Labeled-object pointing entries:
__________________________________________________

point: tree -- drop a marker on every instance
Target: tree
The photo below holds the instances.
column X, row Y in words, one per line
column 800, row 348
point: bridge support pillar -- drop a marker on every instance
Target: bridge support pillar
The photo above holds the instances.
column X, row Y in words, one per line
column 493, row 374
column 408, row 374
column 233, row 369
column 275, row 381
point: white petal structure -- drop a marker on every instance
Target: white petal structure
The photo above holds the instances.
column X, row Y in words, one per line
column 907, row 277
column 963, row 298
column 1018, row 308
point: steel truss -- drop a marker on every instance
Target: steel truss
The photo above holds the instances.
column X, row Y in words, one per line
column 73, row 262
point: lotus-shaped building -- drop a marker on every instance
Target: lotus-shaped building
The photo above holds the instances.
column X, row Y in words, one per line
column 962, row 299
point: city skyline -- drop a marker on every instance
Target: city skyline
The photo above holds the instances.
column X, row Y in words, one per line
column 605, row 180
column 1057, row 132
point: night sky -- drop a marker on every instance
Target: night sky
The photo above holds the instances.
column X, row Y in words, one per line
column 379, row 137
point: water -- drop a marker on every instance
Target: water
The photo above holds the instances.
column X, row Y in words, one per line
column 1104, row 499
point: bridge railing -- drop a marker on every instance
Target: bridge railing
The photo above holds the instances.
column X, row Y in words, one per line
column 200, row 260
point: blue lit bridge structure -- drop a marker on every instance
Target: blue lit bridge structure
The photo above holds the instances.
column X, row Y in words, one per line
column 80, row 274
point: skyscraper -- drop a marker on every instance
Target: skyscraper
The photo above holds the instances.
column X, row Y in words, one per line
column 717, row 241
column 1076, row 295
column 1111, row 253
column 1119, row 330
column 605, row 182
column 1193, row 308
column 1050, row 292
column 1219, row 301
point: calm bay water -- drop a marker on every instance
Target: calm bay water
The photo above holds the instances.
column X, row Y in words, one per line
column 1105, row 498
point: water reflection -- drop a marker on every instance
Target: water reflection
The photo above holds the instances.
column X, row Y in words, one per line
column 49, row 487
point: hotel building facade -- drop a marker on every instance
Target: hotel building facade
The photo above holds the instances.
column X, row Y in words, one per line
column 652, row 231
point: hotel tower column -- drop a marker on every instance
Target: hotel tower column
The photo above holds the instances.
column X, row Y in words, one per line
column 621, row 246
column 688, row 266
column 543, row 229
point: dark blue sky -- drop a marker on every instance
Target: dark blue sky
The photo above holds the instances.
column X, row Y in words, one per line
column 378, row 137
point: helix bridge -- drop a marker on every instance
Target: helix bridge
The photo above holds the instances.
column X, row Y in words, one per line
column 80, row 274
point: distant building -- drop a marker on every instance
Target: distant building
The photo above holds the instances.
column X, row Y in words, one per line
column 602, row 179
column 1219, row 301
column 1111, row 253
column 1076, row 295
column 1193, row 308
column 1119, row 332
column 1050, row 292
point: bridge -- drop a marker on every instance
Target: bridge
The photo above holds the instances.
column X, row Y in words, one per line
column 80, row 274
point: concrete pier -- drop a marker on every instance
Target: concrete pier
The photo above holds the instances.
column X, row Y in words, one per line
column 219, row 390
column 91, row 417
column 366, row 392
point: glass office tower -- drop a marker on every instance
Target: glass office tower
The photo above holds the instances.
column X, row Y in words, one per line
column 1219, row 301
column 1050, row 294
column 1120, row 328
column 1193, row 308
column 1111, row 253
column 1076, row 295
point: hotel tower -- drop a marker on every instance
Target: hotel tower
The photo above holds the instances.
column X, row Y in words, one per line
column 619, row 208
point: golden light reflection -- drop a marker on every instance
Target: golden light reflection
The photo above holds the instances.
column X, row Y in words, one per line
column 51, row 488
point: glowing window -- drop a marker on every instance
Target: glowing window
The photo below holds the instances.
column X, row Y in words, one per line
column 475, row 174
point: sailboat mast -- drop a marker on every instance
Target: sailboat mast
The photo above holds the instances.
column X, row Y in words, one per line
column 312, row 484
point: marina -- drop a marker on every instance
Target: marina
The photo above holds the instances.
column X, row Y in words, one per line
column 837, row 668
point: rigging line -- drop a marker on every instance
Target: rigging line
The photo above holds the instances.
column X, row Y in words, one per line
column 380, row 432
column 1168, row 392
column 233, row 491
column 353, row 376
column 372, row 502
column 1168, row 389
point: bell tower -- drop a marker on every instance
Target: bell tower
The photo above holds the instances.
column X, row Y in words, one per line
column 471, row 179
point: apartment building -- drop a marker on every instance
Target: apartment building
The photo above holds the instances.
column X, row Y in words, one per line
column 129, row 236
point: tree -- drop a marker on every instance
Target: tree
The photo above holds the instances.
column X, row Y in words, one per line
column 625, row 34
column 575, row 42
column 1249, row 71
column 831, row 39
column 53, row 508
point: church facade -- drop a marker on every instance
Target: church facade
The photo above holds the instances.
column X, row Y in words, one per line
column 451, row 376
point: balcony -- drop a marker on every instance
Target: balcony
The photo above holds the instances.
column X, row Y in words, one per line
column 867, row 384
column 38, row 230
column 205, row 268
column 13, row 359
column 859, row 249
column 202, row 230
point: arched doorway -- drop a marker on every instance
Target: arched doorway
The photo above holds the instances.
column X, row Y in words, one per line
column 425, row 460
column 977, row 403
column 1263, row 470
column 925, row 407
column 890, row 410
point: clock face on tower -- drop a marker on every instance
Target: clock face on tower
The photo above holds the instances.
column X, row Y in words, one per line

__________________________________________________

• What is asked: Repeat each record exactly. Omit nothing.

• Answer below:
point: tree -- drop a marker on every instance
Target: tree
The photo below holds the instances.
column X, row Y in words, one per line
column 800, row 348
point: bridge support pillar -- drop a marker on every instance
Target: bridge support pillar
The photo above holds the instances.
column X, row Y in words, one per line
column 493, row 374
column 408, row 374
column 233, row 369
column 275, row 381
point: white petal structure -- drop a marker on every instance
Target: white petal structure
The photo above holds the instances.
column X, row Y in words, one per line
column 907, row 277
column 963, row 298
column 1018, row 308
point: steel truss -- drop a marker on every instance
Target: steel truss
The photo above holds the instances.
column X, row Y in words, one per line
column 73, row 262
point: lotus-shaped building -- drop a marker on every instance
Target: lotus-shaped building
The photo above holds the instances.
column X, row Y in words, one per line
column 962, row 299
point: city skyline -- drop a marker on every instance
Target: city skyline
The photo above holds the instances.
column X, row Y in words, one per line
column 605, row 180
column 1057, row 132
point: night sky -- drop a marker on every instance
Target: night sky
The photo above holds the instances.
column X, row Y in words, one per line
column 379, row 137
point: water -- drop a marker on every instance
Target: water
The photo above holds the instances.
column X, row Y in words, one per line
column 1104, row 499
point: bridge railing -- drop a marker on every instance
Target: bridge railing
The photo above holds the instances.
column X, row Y in words, one per line
column 200, row 260
point: blue lit bridge structure -- drop a marker on every instance
Target: blue lit bridge structure
The photo above holds the instances.
column X, row Y in words, one per line
column 80, row 274
point: skyscraper -- drop a marker on every instance
Target: skyscraper
The photo above holds the instances.
column X, row Y in words, one per line
column 717, row 241
column 1076, row 295
column 1111, row 253
column 1119, row 330
column 605, row 182
column 1193, row 308
column 1050, row 292
column 1219, row 301
point: calm bay water -- drop a marker on every instance
Target: calm bay water
The photo above holds the instances.
column X, row Y in words, one per line
column 1105, row 498
point: water reflection -- drop a marker on every instance
Target: water reflection
The photo above holds the instances.
column X, row Y in words, one per line
column 49, row 487
point: hotel building facade -- drop a marker on every instance
Target: hotel building facade
The photo above holds the instances.
column X, row Y in words, one per line
column 652, row 231
point: hotel tower column -- drop a marker on every instance
Target: hotel tower column
The photo above holds the instances.
column X, row Y in words, one per line
column 621, row 246
column 688, row 266
column 543, row 229
point: dark blue sky -- drop a marker on every instance
Target: dark blue sky
The photo above holds the instances.
column X, row Y in words, one per line
column 378, row 137
point: helix bridge -- drop a marker on every instance
Target: helix bridge
The photo above holds the instances.
column X, row Y in words, one per line
column 80, row 274
point: distant building -- drop a marker on every instance
Target: distant building
The photo above holds the instances.
column X, row Y in words, one per line
column 602, row 179
column 1219, row 301
column 1111, row 253
column 1076, row 295
column 1193, row 308
column 1119, row 332
column 1050, row 292
point: bridge -- drop a marker on every instance
Target: bridge
The photo above holds the instances.
column X, row Y in words, one per line
column 80, row 274
point: concrete pier -- drop a marker on every instance
Target: concrete pier
The photo above holds the instances.
column X, row Y in words, one per line
column 219, row 390
column 91, row 417
column 366, row 392
point: glass office tower -- drop a marker on every instance
Target: glass office tower
The photo above holds the instances.
column X, row Y in words, one per line
column 1219, row 301
column 1050, row 294
column 1120, row 328
column 1193, row 308
column 1111, row 253
column 1076, row 295
point: hotel tower -- drop a marker on every instance
Target: hotel tower
The photo above holds the instances.
column X, row Y in words, one per line
column 619, row 208
point: golden light reflection -- drop a marker on every instance
Target: golden light reflection
The photo above holds the instances.
column X, row Y in words, one per line
column 51, row 488
point: glowing window -- drop a marker on every instance
Target: glowing window
The photo below holds the instances.
column X, row Y in words, one per line
column 475, row 174
point: sailboat mast -- drop a marker on every instance
Target: sailboat mast
The photo above holds the instances.
column X, row Y in words, one per line
column 312, row 484
point: marina -- drop a marker on every instance
Target: marina
The photo above holds the instances.
column X, row Y in words, one per line
column 837, row 668
point: rigging line -- drop a marker on every instance
Target: rigging line
The photo above holds the instances.
column X, row Y in words, one per line
column 380, row 432
column 1168, row 392
column 233, row 491
column 353, row 376
column 372, row 502
column 1168, row 389
point: bell tower -- drop a marker on every instance
Target: bell tower
The photo above holds the instances.
column X, row Y in words, one per line
column 471, row 179
point: apartment building -- drop a marker on every instance
Target: apartment building
The photo above holds the instances.
column X, row Y in words, one per line
column 129, row 236
point: tree -- drop a marker on every instance
Target: tree
The photo above holds the instances.
column X, row Y in words, one per line
column 625, row 34
column 575, row 42
column 1249, row 71
column 831, row 39
column 53, row 508
point: church facade -- drop a marker on every instance
Target: church facade
The photo above holds the instances.
column X, row Y in words, one per line
column 451, row 376
point: balcony -- drop a marker on every instance
Target: balcony
The photo above holds the instances.
column X, row Y in words, one per line
column 867, row 384
column 38, row 230
column 205, row 268
column 13, row 359
column 859, row 249
column 202, row 230
point: arched doorway -- drop a marker on every instance
Target: arched doorway
The photo above holds the instances.
column X, row Y in words, one per line
column 425, row 460
column 977, row 403
column 1263, row 470
column 925, row 407
column 890, row 410
point: clock face on tower -- drop a marker on every instance
Target: clock face on tower
The photo above holds the instances.
column X, row Y in words, one per line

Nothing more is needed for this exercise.